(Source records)
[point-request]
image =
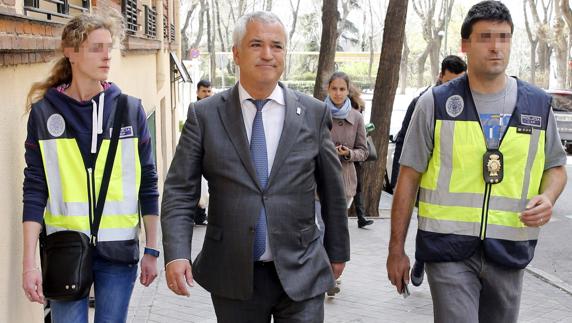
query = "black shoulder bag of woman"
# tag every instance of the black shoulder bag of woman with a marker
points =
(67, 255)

==

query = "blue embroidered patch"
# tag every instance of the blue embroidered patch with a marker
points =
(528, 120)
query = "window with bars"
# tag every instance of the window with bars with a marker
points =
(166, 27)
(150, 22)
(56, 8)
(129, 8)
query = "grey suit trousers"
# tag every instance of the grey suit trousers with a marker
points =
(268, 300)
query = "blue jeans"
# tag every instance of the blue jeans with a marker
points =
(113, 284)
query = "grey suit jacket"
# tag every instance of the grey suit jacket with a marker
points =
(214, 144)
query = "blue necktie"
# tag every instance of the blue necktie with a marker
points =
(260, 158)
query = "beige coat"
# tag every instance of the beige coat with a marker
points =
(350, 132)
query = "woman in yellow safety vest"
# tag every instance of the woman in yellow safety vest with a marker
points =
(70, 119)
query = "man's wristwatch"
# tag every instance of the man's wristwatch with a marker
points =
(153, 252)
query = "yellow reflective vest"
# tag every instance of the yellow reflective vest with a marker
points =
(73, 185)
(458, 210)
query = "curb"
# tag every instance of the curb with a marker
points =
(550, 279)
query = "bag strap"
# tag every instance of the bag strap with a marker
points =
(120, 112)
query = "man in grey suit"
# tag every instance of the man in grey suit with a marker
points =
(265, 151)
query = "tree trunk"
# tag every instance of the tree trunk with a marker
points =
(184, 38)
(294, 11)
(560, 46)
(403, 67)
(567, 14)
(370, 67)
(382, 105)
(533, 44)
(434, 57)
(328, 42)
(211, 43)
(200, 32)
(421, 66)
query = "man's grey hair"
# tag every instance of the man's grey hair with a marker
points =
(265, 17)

--

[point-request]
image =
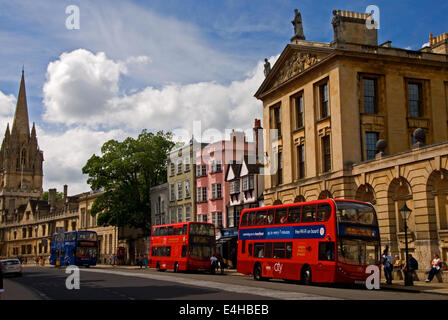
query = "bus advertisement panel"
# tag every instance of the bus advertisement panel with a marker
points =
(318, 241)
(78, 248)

▶ _REQUIREMENTS_
Find every line in the rows above that contains the word "trunk" and copy each of those lines. Case counts.

▶ _FULL ANSWER_
query = "tree trunk"
# tag every instance of the tree trunk with a marker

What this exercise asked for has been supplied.